▶ _WORK REQUIRED_
Starting at the line that contains "If you could identify the distant village", transcribe each line through the end of the material below, exactly and nothing else, leaving out the pictures.

▶ _DATA RECORDS_
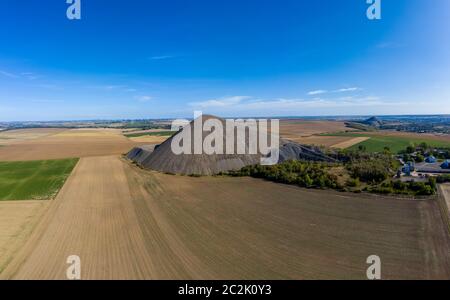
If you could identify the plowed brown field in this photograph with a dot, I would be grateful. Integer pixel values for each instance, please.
(67, 144)
(127, 223)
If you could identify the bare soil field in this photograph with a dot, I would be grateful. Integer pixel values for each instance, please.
(349, 143)
(68, 144)
(307, 132)
(413, 135)
(301, 128)
(317, 140)
(127, 223)
(17, 219)
(149, 139)
(14, 136)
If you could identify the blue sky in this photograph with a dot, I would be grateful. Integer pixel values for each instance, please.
(167, 58)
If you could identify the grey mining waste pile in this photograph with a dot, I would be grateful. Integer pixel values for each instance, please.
(162, 158)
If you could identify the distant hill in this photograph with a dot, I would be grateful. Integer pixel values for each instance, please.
(372, 121)
(161, 158)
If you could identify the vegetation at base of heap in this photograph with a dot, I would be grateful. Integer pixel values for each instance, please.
(443, 178)
(356, 171)
(301, 173)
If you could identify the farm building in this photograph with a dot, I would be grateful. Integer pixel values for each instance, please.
(430, 159)
(446, 164)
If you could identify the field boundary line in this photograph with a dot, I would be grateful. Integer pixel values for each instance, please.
(443, 207)
(35, 234)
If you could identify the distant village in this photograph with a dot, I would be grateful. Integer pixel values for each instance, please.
(420, 163)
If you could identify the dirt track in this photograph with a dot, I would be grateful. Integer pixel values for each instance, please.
(127, 223)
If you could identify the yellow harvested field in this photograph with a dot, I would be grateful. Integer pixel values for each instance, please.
(18, 135)
(318, 140)
(68, 144)
(349, 143)
(149, 139)
(292, 129)
(127, 223)
(99, 133)
(17, 219)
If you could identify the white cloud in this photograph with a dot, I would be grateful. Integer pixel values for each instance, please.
(290, 106)
(7, 74)
(317, 92)
(351, 89)
(161, 57)
(143, 99)
(222, 102)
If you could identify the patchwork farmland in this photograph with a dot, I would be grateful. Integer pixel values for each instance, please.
(179, 227)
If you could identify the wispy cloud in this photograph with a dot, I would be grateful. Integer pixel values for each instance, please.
(161, 57)
(317, 92)
(389, 45)
(8, 74)
(143, 98)
(221, 102)
(289, 105)
(350, 89)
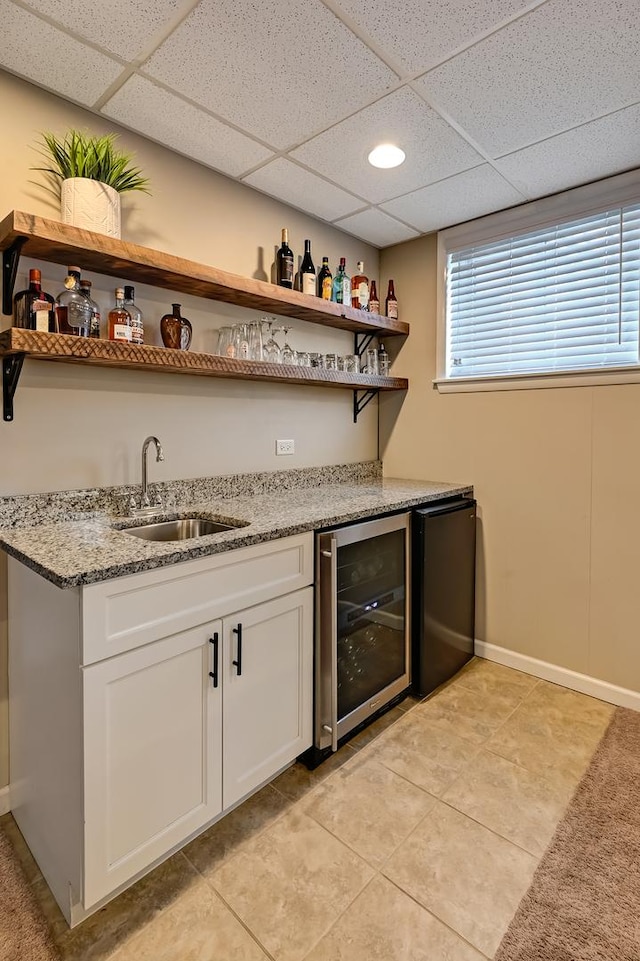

▶ _SOLVED PROBLEM_
If you could identify the distant village in this photograph with a dot, I would be grateful. Integer pixel values for each instance, please.
(420, 163)
If you could identify the dirt track in this photograph with a dot, I would be grateful. Integer pixel values for each instance, please.
(127, 223)
If you could identify the yellow harvested field in this photograph with a dot, I would be grateful. Integer pixel values for each instance, please.
(18, 135)
(318, 140)
(68, 144)
(349, 143)
(149, 139)
(292, 129)
(127, 223)
(99, 133)
(17, 219)
If you could identify the white cloud in this photograph with a dot, I would be grateful. Integer pixel values for each instance, please.
(290, 106)
(7, 74)
(317, 92)
(351, 89)
(161, 57)
(143, 99)
(222, 102)
If you could identify the patchwork farmland in this photograph with a dot, I would be grateful. Integer pixel values for each instance, please.
(179, 227)
If you could identify the wispy cloud in this photograph with a dot, I would be grateful. Integer pixel values for each instance, please.
(161, 57)
(317, 92)
(389, 45)
(8, 74)
(143, 98)
(221, 102)
(289, 105)
(350, 89)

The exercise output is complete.